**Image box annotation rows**
· · · · ·

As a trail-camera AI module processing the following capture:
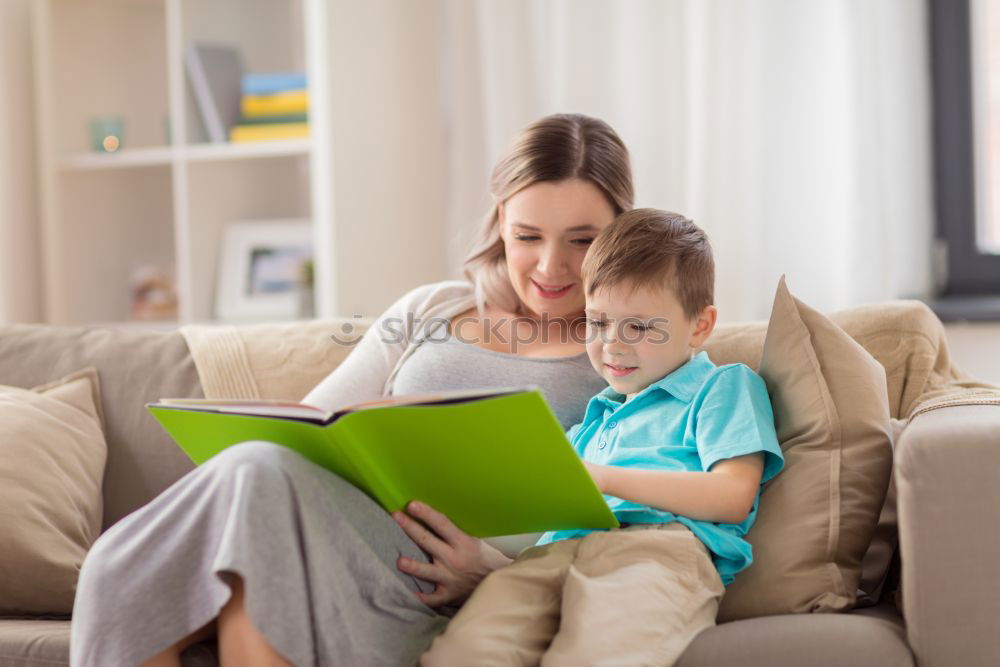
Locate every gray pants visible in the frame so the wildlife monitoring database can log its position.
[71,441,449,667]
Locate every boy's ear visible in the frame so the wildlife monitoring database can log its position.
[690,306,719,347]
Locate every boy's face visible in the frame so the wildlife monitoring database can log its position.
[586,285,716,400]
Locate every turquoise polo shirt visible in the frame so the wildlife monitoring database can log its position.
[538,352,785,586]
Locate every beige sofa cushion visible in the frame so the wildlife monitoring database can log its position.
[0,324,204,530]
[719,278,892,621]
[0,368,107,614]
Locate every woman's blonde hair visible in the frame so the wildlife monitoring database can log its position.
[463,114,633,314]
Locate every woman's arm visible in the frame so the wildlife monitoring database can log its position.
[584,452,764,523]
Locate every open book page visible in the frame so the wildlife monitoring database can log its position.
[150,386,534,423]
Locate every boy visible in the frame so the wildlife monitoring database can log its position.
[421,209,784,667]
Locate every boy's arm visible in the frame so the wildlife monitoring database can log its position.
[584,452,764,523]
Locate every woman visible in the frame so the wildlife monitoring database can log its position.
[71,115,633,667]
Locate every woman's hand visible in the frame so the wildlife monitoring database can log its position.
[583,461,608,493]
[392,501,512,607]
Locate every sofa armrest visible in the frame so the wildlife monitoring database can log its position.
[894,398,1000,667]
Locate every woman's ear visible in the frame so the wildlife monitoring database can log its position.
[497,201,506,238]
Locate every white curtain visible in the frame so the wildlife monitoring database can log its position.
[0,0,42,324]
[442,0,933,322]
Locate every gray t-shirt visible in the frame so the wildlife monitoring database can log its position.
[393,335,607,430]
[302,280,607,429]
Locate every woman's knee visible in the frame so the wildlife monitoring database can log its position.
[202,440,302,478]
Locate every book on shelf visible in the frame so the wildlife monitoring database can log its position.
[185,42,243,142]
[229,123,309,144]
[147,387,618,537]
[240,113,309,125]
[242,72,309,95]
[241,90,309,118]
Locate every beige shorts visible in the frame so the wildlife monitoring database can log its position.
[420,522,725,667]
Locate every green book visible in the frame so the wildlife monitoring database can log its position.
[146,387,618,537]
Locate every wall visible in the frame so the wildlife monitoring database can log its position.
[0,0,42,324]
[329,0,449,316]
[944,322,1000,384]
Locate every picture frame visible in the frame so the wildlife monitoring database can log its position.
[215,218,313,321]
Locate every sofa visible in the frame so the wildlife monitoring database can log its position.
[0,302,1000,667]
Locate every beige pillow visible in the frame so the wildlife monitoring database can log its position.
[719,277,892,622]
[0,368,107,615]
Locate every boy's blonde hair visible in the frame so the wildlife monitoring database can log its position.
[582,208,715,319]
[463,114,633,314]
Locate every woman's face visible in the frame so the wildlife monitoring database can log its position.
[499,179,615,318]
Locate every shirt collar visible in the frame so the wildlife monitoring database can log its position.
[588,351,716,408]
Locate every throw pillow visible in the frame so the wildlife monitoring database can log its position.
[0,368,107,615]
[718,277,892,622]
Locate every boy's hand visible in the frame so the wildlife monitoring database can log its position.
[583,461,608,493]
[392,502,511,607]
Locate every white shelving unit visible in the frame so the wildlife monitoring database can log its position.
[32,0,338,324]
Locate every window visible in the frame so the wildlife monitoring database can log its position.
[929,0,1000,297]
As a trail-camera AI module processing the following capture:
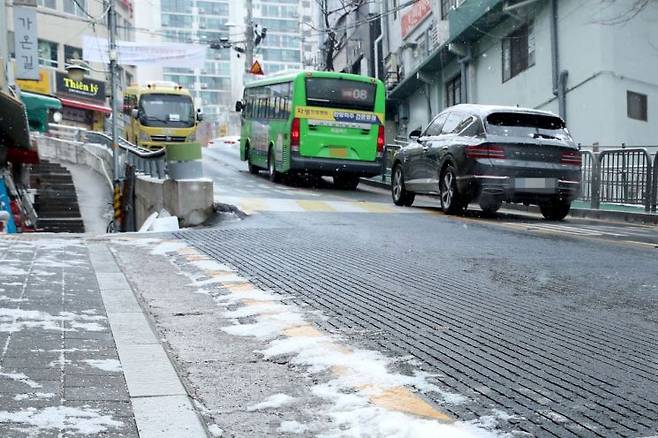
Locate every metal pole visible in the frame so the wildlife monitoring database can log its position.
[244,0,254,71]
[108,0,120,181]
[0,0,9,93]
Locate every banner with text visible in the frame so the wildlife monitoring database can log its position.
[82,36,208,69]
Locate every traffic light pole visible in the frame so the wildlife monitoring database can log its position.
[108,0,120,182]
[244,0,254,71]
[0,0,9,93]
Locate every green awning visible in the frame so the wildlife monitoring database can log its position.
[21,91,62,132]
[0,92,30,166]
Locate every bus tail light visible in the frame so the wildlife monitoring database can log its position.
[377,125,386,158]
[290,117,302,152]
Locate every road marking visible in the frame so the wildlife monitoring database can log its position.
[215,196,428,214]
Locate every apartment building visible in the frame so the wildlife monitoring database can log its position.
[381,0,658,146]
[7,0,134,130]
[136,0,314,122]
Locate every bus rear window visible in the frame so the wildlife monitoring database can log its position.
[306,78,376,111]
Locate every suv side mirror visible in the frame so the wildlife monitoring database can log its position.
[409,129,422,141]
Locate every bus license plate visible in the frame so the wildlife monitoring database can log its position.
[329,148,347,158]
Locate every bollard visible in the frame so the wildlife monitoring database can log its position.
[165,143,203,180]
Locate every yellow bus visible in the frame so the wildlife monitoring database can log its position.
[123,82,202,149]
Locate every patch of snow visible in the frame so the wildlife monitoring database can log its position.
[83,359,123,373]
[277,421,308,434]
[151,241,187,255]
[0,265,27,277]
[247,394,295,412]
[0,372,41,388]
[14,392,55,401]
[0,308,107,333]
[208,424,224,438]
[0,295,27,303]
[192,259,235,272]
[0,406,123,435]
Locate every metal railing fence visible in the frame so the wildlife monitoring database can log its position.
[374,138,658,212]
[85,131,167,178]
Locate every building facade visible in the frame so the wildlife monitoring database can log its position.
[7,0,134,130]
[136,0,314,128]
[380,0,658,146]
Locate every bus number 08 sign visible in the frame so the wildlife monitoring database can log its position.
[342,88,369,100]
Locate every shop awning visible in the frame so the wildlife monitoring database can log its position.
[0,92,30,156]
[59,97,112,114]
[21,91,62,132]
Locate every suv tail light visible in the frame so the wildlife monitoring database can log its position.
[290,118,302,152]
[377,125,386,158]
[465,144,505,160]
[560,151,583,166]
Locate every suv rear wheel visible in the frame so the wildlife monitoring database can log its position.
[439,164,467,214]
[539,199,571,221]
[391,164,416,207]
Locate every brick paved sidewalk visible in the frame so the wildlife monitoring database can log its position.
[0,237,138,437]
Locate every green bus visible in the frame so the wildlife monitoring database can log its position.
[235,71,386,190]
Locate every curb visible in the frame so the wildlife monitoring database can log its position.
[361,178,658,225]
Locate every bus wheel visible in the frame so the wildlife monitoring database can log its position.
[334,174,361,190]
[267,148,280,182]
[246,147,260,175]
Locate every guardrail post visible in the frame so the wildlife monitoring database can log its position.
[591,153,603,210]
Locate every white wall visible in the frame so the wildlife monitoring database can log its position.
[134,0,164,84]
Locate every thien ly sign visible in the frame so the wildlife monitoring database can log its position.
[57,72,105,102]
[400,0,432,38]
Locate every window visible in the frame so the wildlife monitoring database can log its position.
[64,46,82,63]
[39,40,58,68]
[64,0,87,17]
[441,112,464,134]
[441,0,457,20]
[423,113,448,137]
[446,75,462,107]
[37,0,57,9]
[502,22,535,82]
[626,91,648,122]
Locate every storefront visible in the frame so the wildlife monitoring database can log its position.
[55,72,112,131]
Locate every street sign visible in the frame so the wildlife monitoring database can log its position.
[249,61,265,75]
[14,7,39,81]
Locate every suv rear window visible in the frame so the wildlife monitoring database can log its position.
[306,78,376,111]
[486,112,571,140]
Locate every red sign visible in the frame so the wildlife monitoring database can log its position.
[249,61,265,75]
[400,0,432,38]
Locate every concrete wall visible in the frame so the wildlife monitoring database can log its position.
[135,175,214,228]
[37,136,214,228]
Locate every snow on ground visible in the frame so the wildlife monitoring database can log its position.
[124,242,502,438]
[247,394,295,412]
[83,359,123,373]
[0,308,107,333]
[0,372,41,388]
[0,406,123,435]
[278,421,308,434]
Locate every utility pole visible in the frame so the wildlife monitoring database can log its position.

· · · · ·

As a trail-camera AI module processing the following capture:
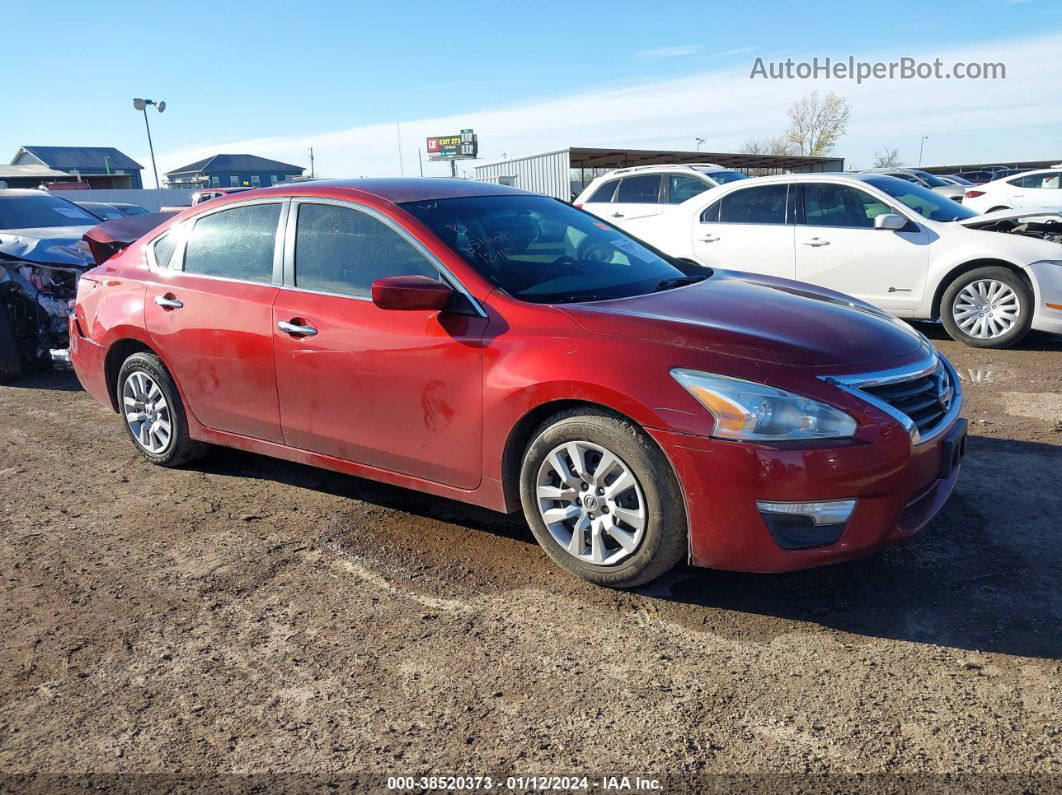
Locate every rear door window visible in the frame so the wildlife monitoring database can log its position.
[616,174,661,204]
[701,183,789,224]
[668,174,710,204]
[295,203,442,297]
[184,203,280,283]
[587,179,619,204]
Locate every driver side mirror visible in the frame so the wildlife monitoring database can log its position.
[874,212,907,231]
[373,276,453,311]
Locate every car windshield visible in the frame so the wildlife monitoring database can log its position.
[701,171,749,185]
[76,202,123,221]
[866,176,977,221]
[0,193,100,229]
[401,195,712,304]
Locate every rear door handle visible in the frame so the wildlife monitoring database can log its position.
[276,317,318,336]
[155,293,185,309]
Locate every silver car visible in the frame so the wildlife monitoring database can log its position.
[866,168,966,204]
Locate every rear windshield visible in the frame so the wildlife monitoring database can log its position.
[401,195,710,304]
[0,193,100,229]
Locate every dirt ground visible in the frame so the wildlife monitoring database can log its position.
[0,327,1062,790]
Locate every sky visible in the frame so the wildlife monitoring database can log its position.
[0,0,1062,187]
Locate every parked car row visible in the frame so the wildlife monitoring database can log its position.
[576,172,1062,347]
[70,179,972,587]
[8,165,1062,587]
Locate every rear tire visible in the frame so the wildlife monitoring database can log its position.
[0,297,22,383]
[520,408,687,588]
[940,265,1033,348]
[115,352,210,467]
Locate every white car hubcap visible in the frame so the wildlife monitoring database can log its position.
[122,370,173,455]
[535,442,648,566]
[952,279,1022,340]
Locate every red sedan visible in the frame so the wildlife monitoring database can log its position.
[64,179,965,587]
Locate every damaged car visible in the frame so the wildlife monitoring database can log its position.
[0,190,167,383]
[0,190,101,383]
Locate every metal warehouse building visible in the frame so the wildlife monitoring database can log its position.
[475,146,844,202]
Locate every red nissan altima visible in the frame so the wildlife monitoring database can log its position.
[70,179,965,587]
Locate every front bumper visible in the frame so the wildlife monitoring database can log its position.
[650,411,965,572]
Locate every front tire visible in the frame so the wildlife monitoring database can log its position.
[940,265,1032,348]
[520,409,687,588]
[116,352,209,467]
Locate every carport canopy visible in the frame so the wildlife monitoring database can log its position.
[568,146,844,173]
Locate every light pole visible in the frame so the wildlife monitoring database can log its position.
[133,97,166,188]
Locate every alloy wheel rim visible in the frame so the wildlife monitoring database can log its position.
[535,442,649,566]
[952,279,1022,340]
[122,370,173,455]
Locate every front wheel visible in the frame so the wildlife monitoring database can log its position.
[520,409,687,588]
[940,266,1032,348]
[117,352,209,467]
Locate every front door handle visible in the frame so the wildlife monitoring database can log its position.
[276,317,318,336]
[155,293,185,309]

· · · · ·

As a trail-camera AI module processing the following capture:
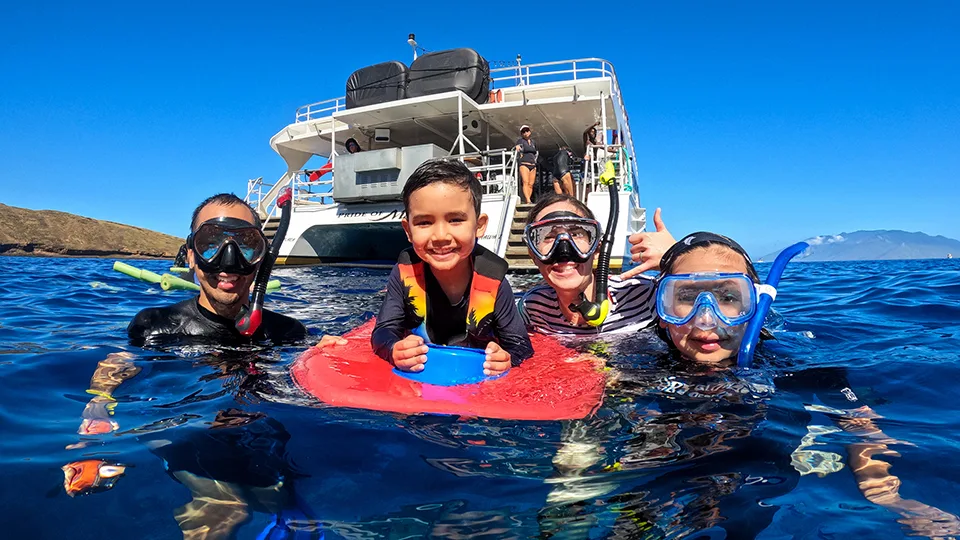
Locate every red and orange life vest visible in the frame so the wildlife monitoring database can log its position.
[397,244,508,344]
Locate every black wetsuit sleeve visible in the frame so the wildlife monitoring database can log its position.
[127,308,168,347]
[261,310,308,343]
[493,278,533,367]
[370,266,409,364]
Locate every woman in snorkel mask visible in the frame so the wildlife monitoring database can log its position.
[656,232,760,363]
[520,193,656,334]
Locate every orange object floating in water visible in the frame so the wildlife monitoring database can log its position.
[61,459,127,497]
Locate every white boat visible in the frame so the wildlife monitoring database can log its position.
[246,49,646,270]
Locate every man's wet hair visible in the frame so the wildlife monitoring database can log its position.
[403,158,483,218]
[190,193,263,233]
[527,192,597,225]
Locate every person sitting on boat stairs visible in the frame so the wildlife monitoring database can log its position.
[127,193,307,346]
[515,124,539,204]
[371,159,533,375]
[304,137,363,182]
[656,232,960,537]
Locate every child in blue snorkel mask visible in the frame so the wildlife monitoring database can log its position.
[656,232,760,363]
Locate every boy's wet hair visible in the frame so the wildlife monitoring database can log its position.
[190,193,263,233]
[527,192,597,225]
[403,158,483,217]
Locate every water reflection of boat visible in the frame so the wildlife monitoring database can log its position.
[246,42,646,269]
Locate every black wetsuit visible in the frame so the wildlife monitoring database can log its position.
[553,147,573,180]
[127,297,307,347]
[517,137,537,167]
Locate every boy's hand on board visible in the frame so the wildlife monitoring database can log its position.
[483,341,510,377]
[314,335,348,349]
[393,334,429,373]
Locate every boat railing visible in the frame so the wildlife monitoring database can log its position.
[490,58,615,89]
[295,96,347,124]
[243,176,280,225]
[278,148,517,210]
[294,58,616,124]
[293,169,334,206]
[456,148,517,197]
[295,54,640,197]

· · · · ·

**BRIEF**
Edit everything from the line containing "Locate every throw" down to the line containing "[123,82,202,149]" so that "bus" becomes "coach", with nothing else altered. Reproduce only those lines and leave the pictures out.

**IN RESPONSE**
Locate every throw pillow visible in the frame so the wildlife monitoring database can log its position.
[0,368,107,615]
[718,277,892,622]
Locate every boy's hand visible in the frame so the wildlife monitoring database can log its position.
[583,461,608,493]
[392,502,511,607]
Locate every white shelving unit visible in the frame so the wildlife monitoring database can log its position.
[32,0,338,324]
Locate every window visible in the frame so the wildlife monitoring database can log its position.
[929,0,1000,297]
As a trail-camera AI module processing the following capture:
Locate every metal pole visible in the frame so the wildlife monitoring database can log its position.
[244,0,254,71]
[108,0,120,181]
[0,0,9,93]
Locate every banner with text visible in the frame so the wildlife monitoring database can log its position.
[82,36,208,69]
Locate every traffic light pole visible in the frame so the wildlife monitoring database can log its position.
[108,0,120,182]
[244,0,254,71]
[0,0,9,93]
Locate every green awning visible in the frame so the wildlife monitoring database can log its position.
[21,91,62,132]
[0,92,30,166]
Locate every coach tail light visible in the frame so the wildlife monitoring database can log its position.
[377,125,386,158]
[290,117,302,152]
Locate every road marking visible in the frame so the wildlife monitoring database can log its position.
[215,196,428,214]
Locate every apartment building visible in the frame so the wildlife monitoring database can log its position.
[381,0,658,146]
[7,0,134,130]
[136,0,314,122]
Locate every coach rear window visible in the frame so the wildlife monitoring database can log its position.
[306,78,376,111]
Locate every suv side mirror visible in the frame so the wildlife monitoring database can log its position.
[409,129,422,141]
Locate every coach license plate visible in the frame so the wildlife monitoring database can log its position.
[329,148,347,158]
Locate every bollard visible in the frame so the wildlife monitoring database can log its position.
[165,143,203,180]
Locate every yellow coach visible in the frame so the wildlife monitoring database can log its position.
[123,82,202,149]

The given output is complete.